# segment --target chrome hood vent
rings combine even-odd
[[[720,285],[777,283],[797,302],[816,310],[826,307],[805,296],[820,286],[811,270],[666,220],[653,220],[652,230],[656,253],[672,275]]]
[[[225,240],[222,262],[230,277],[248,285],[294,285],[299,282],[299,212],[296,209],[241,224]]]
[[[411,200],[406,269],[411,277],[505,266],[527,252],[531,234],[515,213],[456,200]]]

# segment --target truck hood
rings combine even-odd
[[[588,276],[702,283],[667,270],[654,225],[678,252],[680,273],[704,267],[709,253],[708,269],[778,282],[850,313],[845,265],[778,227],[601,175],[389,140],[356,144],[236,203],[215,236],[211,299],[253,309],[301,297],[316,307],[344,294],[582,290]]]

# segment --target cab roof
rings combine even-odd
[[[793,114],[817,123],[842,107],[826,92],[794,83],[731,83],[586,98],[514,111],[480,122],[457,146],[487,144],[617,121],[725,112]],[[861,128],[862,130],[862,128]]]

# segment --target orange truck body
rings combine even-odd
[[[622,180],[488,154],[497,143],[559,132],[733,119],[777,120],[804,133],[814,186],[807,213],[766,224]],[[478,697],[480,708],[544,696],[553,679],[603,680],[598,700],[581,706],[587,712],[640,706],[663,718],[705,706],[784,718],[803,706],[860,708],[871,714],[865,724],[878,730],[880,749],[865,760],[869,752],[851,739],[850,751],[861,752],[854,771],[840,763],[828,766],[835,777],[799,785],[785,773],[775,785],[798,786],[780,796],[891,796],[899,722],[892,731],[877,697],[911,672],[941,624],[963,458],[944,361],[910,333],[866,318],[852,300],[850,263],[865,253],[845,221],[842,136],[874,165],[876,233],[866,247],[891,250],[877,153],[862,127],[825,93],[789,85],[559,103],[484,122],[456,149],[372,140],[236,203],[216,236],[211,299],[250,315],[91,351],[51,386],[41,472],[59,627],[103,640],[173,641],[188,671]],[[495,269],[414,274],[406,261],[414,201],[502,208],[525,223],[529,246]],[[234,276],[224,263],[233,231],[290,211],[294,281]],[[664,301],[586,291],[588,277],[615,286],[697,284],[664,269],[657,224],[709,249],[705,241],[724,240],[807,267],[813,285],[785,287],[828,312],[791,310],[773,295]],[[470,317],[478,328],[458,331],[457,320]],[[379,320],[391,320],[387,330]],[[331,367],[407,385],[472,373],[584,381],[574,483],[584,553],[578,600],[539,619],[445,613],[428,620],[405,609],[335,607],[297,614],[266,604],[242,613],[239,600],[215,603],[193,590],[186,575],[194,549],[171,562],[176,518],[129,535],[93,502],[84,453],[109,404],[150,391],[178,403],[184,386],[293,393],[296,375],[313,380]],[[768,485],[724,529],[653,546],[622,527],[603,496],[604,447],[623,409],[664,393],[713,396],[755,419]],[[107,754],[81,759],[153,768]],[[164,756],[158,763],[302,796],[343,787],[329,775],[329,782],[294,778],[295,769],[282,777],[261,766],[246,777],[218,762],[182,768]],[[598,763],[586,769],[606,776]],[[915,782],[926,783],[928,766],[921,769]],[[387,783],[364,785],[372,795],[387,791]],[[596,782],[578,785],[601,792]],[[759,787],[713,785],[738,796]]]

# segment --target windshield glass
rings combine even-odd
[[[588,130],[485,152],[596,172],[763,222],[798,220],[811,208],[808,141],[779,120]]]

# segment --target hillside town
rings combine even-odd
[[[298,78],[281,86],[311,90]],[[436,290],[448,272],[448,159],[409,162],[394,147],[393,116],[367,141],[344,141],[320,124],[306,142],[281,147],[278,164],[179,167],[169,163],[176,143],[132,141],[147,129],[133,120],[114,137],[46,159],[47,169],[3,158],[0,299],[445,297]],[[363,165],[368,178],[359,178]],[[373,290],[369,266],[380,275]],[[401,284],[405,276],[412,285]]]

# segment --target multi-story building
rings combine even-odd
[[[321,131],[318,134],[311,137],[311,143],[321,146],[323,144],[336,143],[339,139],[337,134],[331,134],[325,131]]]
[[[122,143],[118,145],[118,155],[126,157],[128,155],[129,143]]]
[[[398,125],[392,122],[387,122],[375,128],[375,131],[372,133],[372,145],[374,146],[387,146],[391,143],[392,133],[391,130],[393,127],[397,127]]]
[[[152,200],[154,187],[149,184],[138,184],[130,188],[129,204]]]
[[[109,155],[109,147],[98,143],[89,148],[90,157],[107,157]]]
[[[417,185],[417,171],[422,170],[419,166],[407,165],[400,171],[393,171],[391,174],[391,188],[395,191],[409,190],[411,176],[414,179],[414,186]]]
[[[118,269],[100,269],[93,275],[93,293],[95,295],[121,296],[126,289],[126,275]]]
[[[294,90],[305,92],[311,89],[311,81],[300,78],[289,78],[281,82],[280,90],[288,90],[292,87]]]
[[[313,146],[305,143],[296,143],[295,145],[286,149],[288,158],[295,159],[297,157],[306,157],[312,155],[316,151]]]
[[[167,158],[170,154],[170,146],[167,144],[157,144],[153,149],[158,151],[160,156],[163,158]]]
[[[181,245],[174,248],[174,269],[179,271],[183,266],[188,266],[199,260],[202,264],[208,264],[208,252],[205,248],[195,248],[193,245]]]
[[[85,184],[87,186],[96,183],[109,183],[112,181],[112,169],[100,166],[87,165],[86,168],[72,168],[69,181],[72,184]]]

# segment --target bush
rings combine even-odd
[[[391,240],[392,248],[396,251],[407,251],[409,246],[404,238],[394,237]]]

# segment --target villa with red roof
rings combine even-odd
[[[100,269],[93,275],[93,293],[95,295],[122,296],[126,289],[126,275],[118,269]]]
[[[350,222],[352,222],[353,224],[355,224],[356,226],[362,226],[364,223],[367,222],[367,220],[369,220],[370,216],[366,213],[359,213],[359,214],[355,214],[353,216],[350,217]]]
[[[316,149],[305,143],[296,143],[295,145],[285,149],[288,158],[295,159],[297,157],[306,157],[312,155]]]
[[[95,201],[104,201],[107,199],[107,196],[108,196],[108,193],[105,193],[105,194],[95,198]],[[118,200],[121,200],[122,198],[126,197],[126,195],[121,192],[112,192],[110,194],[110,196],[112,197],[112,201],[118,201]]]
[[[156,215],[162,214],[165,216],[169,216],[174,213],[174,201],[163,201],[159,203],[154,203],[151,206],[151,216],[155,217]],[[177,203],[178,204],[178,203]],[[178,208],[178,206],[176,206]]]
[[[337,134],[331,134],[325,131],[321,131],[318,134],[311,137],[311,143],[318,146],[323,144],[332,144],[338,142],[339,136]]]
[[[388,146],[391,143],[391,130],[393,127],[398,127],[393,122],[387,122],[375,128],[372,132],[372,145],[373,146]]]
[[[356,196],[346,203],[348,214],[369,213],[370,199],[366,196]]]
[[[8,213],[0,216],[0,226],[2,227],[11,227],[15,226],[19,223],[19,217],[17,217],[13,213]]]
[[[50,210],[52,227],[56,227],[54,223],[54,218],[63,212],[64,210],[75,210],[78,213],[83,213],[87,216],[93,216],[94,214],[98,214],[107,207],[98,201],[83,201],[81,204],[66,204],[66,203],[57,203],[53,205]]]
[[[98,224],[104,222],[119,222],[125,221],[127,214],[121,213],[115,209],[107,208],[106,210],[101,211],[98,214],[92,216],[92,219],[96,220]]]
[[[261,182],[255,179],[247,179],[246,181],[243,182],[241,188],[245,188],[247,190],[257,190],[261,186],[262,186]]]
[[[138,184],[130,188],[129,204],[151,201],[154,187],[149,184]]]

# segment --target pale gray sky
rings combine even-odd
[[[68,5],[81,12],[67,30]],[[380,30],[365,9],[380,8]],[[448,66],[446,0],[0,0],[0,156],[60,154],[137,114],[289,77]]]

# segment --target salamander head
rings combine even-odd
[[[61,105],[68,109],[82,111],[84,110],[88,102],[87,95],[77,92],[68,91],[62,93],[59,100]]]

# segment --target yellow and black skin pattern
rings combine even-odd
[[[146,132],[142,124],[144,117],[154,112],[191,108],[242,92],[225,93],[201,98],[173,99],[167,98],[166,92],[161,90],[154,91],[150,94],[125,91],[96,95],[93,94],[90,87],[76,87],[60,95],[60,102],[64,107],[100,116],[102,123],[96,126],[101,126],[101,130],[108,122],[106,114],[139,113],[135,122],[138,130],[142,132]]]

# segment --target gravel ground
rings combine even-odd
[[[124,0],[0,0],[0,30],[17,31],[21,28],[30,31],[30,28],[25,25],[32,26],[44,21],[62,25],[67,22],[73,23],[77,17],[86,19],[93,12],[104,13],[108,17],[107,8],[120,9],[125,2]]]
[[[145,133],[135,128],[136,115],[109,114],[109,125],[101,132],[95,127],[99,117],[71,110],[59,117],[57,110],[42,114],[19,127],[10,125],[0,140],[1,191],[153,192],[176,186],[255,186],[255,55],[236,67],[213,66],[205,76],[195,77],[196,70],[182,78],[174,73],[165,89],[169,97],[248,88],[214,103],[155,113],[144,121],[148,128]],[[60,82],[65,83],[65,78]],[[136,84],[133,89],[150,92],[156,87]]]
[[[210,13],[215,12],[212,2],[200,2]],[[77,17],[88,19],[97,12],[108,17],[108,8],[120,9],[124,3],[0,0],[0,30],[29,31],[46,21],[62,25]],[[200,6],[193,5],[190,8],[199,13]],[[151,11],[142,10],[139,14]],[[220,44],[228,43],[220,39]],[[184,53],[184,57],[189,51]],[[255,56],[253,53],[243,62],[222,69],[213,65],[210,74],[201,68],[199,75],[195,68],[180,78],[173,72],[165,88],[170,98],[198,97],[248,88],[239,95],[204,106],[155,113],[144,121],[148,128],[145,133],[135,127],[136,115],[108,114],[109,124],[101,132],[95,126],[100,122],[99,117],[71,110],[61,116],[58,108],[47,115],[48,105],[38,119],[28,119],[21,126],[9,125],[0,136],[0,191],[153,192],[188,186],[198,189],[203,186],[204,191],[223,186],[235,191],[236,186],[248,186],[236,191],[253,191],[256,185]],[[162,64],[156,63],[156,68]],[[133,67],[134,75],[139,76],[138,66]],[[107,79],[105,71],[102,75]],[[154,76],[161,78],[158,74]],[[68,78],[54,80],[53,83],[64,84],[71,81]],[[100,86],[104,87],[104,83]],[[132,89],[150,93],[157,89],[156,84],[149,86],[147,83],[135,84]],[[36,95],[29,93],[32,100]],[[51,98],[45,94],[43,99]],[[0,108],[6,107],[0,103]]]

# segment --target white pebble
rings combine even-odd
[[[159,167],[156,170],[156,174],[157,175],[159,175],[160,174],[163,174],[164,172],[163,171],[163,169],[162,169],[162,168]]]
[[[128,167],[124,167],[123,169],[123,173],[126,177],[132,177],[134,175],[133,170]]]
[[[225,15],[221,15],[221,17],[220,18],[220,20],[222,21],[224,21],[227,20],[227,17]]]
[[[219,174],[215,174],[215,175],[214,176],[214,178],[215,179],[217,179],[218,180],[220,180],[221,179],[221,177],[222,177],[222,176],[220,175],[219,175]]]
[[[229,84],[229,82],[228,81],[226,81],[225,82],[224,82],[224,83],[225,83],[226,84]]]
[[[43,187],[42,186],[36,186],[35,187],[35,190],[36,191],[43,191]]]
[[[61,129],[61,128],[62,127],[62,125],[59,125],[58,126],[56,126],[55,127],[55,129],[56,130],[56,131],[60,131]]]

++++++

__WHAT YOU SHOULD DO__. Show every line of the records above that contains the word "truck".

__TASK OUTPUT__.
# segment --target truck hood
# segment --target orange truck body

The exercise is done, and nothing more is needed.